_Text shown_
*** Begin section ***
Comet NEOWISE, Fireflies and the Hudson Valley Dawn. Columbia County, NY by Pete Mauney 8"x10" ($35) | 11"x14" ($75) | 16"x20" ($260) | 24"x30" ($1350) | 30"x40" ($2500)
Greetings, artlings! We’ve got a brand new edition comin’ in hot from a galaxy far, far away—about 160 million miles away to be exact. Our latest edition from photographer Pete Mauney stars (get it?) comet NEOWISE, the baddest and brightest comet since 1997. Comet NEOWISE, Fireflies and the Hudson Valley Dawn. Columbia County, NY captures NEOWISE soaring through the night sky from Mauney’s home base in the Hudson Valley, flanked by a flourishing swarm of fireflies.
Shot in July 2020, Mauney’s image is a festival of lights. That month, NEOWISE was perfectly positioned and bright enough to be visible to the naked eye, even in areas with light pollution. Simultaneously, upstate fireflies were hittin’ the town for mating season resulting in a symphony of luminaries.
With layers of multiple exposures of firefly activity over a single, exceptionally focused frame of the comet, Comet NEOWISE is a Mauney masterclass on perspective and relativity. Using space and time (and lots of cameras!), Mauney teaches us about the balance of chaos and harmony in our world, compressing time and space to show how much life happens in a single, quiet night both near and far. Mauney invites viewers to stand with him grounded only by the treeline in silhouette, and see all that occurs in those nocturnal hours. And it really is all relative.
Traveling at about 2,000mph in reality, NEOWISE seemingly floats suspended amongst the stars in Mauney’s pre-dawn shot, contrasting with the luminous chaos in the foreground. With over twenty species of firefly in New York, each with its own flashy signal and pattern, these lightning bugs produce a nightly flight map that rivals NYC Metro Air Traffic.
*** End section ***
_Information supplied_
*** Begin section ***
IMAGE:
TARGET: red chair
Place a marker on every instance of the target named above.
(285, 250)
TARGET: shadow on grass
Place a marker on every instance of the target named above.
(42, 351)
*** End section ***
_Tasks to complete_
a – Say whether each of the following statements agrees with the comet NEOWISE print description, answering yes or no and quoting the deciding words of the text: (i) The photograph was shot in July 2020. (ii) NEOWISE was visible only in areas free of light pollution. (iii) New York has fewer than ten species of firefly.
b – Rewrite the comet NEOWISE print description between "Greetings, artlings! We’ve" and "symphony of luminaries.", inclusive, replacing "mating season" with "breeding season".
c – According to the comet NEOWISE print description, why is the image called "a festival of lights"?

_Responses per task_
a –
(i) Yes: "Shot in July 2020"
(ii) No: "even in areas with light pollution"
(iii) No: "With over twenty species of firefly in New York"

b –
Greetings, artlings! We’ve got a brand new edition comin’ in hot from a galaxy far, far away—about 160 million miles away to be exact. Our latest edition from photographer Pete Mauney stars (get it?) comet NEOWISE, the baddest and brightest comet since 1997. Comet NEOWISE, Fireflies and the Hudson Valley Dawn. Columbia County, NY captures NEOWISE soaring through the night sky from Mauney’s home base in the Hudson Valley, flanked by a flourishing swarm of fireflies.
Shot in July 2020, Mauney’s image is a festival of lights. That month, NEOWISE was perfectly positioned and bright enough to be visible to the naked eye, even in areas with light pollution. Simultaneously, upstate fireflies were hittin’ the town for breeding season resulting in a symphony of luminaries.

c – In July 2020, NEOWISE was well positioned and bright enough to be seen with the naked eye, even where there was light pollution. At the same time, upstate fireflies were out for mating season.